Task to complete:
Give back exactly the lines from the one containing "If you could point to the tree foliage" through the end of the records, including both, and no others.

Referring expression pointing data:
==================================================
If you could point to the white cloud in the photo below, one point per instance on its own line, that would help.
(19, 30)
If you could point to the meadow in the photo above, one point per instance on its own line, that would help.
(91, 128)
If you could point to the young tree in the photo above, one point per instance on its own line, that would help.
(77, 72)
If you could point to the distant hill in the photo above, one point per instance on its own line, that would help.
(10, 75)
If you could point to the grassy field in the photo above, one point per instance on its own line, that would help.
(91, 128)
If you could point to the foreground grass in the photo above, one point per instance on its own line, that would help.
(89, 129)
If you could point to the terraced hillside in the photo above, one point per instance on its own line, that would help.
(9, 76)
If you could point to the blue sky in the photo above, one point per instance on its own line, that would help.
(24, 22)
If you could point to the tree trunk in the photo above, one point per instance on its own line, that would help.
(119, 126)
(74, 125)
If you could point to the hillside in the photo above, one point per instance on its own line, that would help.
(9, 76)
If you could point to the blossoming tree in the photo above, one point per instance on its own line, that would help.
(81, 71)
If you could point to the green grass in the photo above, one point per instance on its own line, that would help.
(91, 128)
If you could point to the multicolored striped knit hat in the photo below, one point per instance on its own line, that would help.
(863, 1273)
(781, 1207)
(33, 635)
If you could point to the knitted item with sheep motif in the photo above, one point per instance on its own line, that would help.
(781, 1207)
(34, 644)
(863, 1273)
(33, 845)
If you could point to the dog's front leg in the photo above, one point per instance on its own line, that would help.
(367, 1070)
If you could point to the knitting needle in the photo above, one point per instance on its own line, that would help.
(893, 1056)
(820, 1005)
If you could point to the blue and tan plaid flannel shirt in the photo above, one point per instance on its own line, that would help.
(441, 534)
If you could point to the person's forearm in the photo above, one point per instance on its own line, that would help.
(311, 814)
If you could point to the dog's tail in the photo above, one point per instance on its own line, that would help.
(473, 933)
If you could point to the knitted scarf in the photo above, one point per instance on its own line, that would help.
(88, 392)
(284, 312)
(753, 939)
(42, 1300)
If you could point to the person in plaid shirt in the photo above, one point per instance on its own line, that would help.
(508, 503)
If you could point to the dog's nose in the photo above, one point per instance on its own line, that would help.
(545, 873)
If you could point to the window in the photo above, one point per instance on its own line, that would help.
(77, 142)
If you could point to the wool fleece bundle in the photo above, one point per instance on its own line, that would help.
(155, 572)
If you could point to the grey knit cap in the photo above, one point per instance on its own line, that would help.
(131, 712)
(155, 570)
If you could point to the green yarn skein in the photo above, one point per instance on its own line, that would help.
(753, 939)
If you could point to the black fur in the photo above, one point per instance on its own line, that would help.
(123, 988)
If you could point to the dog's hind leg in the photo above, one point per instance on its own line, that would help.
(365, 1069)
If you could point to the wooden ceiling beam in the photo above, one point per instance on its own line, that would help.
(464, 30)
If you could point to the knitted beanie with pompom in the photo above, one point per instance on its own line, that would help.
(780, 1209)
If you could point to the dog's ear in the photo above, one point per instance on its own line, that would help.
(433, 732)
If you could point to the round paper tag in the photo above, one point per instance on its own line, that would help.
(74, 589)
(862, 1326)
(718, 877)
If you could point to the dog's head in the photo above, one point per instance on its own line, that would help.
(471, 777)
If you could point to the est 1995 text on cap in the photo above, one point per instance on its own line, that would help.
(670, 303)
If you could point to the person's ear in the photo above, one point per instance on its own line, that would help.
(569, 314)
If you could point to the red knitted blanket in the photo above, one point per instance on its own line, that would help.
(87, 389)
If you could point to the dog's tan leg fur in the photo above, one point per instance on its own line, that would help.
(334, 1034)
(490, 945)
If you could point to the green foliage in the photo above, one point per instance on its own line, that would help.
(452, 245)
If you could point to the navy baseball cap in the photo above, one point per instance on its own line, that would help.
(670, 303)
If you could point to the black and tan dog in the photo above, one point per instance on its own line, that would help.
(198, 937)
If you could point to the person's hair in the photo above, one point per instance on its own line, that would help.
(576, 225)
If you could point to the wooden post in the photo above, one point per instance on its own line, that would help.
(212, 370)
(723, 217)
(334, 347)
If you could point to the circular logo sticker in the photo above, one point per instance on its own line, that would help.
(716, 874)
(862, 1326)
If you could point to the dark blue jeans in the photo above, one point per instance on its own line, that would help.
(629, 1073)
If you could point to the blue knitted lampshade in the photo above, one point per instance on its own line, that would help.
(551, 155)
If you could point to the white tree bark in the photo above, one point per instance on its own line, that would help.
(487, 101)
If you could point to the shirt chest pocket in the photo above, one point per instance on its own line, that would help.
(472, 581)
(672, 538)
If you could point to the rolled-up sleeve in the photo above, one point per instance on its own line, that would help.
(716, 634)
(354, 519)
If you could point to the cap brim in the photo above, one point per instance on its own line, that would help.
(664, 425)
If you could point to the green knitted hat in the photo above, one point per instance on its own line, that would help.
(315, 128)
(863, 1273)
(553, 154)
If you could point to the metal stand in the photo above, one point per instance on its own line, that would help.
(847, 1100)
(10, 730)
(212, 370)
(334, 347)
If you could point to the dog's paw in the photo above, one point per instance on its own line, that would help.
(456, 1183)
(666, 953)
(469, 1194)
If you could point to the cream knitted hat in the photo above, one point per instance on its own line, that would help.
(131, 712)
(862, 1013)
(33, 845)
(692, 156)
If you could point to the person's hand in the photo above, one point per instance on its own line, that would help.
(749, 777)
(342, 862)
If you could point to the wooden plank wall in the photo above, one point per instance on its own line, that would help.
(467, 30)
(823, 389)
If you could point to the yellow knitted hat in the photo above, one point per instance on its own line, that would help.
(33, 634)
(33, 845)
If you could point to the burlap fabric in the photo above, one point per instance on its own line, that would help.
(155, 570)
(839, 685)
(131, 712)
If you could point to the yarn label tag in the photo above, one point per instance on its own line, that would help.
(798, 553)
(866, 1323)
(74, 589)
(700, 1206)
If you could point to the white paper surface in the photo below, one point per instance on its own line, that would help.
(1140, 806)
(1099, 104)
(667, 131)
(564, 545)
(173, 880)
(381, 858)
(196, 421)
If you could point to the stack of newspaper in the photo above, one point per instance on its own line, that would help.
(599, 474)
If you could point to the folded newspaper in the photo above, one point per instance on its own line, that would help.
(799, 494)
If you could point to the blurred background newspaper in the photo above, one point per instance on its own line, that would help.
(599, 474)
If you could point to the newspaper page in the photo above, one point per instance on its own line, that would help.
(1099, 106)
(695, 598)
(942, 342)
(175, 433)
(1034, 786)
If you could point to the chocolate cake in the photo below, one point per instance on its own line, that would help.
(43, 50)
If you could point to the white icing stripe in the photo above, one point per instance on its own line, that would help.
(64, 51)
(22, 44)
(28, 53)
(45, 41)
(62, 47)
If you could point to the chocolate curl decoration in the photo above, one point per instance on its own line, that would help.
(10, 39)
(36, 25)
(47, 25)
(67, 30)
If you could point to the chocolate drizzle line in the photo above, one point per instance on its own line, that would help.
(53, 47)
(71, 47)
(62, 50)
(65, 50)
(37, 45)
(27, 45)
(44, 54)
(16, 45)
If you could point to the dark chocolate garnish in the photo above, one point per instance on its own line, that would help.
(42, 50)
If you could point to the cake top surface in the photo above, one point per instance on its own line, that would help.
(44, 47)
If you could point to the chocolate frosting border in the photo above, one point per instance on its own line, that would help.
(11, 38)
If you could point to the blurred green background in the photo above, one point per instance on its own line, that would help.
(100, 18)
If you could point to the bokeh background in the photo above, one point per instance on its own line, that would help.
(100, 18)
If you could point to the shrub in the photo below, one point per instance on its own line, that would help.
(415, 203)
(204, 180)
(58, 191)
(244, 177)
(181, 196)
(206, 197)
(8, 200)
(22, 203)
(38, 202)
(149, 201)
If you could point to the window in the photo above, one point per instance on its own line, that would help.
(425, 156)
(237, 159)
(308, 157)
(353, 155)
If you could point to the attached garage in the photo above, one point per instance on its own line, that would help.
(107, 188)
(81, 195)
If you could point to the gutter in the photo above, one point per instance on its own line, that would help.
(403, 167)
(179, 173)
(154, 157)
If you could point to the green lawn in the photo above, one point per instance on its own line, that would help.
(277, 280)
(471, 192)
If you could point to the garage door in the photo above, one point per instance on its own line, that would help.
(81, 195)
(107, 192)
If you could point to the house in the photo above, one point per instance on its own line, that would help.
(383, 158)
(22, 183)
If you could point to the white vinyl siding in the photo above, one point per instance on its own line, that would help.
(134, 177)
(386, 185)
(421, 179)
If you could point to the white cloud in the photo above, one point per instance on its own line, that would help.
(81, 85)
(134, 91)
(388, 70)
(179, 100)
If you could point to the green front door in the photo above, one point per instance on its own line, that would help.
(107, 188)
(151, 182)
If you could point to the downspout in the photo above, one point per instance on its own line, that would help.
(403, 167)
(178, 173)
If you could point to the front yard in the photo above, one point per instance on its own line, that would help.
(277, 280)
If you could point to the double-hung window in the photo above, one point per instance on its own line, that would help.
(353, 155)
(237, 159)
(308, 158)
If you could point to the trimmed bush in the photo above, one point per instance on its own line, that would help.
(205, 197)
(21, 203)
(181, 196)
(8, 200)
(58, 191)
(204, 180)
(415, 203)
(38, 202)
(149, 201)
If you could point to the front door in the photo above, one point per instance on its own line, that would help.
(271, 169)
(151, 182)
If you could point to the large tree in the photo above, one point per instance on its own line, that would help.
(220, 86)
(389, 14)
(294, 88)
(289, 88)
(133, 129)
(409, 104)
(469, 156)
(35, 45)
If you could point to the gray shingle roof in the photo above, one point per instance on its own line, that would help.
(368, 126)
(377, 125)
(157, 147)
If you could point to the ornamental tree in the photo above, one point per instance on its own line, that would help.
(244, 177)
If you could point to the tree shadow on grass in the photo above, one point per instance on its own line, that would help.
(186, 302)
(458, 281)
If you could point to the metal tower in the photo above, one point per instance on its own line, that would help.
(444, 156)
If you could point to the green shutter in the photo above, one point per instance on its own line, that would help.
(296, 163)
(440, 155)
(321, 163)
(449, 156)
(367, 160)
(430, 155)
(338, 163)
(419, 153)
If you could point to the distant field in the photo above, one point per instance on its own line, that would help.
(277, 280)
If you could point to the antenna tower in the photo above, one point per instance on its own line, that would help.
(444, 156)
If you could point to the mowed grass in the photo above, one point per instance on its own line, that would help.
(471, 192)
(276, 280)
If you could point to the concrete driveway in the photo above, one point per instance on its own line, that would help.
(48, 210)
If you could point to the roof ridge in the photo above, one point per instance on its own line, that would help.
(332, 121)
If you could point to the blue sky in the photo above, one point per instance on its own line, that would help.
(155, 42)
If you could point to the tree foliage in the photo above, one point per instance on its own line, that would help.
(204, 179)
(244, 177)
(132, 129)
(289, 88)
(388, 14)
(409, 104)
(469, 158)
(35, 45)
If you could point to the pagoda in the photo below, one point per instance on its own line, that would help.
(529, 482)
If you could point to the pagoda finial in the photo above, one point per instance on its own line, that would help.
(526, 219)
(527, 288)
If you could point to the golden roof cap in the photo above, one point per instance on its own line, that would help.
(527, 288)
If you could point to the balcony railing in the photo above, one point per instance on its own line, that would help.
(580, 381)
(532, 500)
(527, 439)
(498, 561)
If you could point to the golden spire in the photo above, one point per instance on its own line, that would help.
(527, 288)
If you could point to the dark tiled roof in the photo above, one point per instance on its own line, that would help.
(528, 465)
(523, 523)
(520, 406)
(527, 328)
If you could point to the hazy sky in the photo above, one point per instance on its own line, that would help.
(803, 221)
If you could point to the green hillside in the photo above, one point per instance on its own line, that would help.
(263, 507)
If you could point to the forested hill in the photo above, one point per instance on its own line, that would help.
==================================================
Solution for this problem:
If you could point to the tree foliage in the photo above, one point per instance on its own line, that would help.
(204, 179)
(244, 177)
(132, 129)
(289, 88)
(388, 14)
(409, 104)
(469, 158)
(35, 45)
If you could point to the pagoda in the photo below, one point per instance on its own line, that would help.
(529, 482)
If you could point to the pagoda finial in the photo above, one point per instance on its own line, that would help.
(526, 219)
(527, 288)
If you could point to the golden roof cap in the photo above, one point per instance on its own line, that would help.
(527, 288)
If you could point to the balcony railing in the photo above, one point per instance on its own line, that would help.
(580, 381)
(532, 500)
(527, 439)
(498, 561)
If you could point to the golden spire in the photo above, one point per instance on its own line, that would help.
(527, 288)
If you could point to the dark tiled roof in the photo above, one point per instance on its own line, that would help.
(528, 465)
(523, 523)
(520, 406)
(527, 328)
If you could point to the hazy sky in the photo above, one point per instance on its own line, that would help.
(803, 221)
If you could point to the green hillside in the photo above, one point per instance on its own line, that would help.
(263, 507)
If you could point to the forested hill in the photo above, one point per instance on its own line, that would help.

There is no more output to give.